» Dataset records
/---
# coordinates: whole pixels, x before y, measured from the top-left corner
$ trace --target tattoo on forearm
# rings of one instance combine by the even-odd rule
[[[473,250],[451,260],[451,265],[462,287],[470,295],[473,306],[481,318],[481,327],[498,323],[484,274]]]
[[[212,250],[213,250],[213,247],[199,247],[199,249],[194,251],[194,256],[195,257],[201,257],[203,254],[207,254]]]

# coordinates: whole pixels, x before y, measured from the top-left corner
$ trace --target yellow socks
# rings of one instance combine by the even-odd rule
\---
/---
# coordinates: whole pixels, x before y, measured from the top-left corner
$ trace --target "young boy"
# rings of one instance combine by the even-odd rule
\---
Count the lines in the material above that contain the string "target", treating case as significant, and give only the number.

3